- Source text -
In the name of ALLAH, The Most Beneficient, The Most Merciful

# Uber & Lyft ride prices

**Credits: RaviMunde**

    https://www.kaggle.com/code/ravi72munde/starter-uber-lyft-ride-prices-random-forrest/notebook

In [None]:
from google.colab import drive
drive.mount('/content/drive')

Drive already mounted at /content/drive; to attempt to forcibly remount, call drive.mount("/content/drive", force_remount=True).


In [None]:
import pandas as pd
import numpy as np

from sklearn.model_selection import train_test_split
from sklearn.ensemble import RandomForestRegressor,RandomForestClassifier

In [None]:
datapath_cab_rides = '/content/drive/MyDrive/cab_rides.csv'
datapath_weather = '/content/drive/MyDrive/weather.csv'

In [None]:
cab_df = pd.read_csv(datapath_cab_rides, delimiter='\t', encoding = "utf-16")
weather_df = pd.read_csv(datapath_weather, delimiter='\t', encoding = "utf-16")

In [None]:
cab_df.head()

In [None]:
cab_df.describe()
# So the describe method is used for numerical data only.

In [None]:
"""
About the cab_data:

- It contains 693071 records
- I think there are only 06 usable input columns, 01 output column out of
total 10 columns.
- The data is showing price based on distance, dest, source, cab_type, 
surge_mult, prod_id, and name.
    - I think timestamp also matters
    - Distance and dest+source are complementary features.
- Grouping(of rows) is based on distance, timestamp, source, dest, also cab_type.
    - Do you want to know how many total groups exist?
    - Do you want to know min, max, and mean length groups?
Useless column:
    - I think prod_id column is useless because the name column already exists.
Maybe cab_type column is also useless 
    - Maybe ID column is also useless

Relationship:
- Only time_stamp and dest and source is connected to weather_df
    - As weather_df has only two related features i.e. location and timestamp.
    - [Rescaled ahead] But there is value difference in the time_stamp. No. of digits = 12 & 9
        - 9 digit value denotes standard Unix time.
"""
pass

In [None]:
# rough
cab_df["time_stamp"].astype('int64')

- Your goal -
Answer these from the ride prices notebook above.
(a) What encoding is used to read both CSV files?
(b) How many records does the cab data contain?
(c) What does a 9-digit time_stamp value denote?

- Raw records -

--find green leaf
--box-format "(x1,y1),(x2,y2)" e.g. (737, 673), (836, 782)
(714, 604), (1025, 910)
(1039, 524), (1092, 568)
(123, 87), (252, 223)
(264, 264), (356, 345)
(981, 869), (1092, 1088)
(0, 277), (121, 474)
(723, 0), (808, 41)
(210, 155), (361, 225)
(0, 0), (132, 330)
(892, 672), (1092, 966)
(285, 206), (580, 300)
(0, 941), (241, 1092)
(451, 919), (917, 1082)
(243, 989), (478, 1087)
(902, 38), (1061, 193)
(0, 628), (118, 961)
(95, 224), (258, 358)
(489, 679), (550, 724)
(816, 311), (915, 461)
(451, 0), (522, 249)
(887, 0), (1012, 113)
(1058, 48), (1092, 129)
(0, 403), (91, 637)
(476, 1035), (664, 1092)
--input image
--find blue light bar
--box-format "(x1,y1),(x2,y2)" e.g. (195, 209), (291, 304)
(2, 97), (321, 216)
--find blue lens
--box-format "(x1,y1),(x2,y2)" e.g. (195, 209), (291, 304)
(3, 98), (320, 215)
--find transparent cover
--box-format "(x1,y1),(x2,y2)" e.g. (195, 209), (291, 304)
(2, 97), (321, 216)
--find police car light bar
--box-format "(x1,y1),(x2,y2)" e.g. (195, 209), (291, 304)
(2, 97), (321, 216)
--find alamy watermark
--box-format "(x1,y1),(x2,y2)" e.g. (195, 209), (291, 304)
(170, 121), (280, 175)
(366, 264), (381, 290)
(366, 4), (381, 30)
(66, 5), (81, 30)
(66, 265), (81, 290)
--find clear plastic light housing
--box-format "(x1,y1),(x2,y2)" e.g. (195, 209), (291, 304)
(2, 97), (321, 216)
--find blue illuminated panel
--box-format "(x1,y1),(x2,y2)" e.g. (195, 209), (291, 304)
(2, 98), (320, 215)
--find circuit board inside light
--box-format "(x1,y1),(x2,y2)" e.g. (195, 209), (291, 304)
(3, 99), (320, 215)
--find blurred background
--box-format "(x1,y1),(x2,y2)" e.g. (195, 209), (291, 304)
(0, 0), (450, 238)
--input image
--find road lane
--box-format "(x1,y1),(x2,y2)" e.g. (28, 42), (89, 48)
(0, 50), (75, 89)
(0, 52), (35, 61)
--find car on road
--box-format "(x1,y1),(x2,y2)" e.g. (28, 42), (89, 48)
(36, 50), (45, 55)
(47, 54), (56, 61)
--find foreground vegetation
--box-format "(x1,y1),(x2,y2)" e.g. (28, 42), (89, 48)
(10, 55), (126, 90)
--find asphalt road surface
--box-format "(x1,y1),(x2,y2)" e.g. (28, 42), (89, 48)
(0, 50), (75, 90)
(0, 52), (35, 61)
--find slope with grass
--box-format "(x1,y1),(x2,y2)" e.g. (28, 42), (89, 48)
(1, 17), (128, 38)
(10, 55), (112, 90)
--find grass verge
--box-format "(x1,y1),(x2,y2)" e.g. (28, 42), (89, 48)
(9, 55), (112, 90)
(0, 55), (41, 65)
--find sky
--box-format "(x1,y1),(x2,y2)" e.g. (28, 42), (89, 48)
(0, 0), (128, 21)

- Solution to the exercise -
(a) utf-16
(b) 693071
(c) Standard Unix time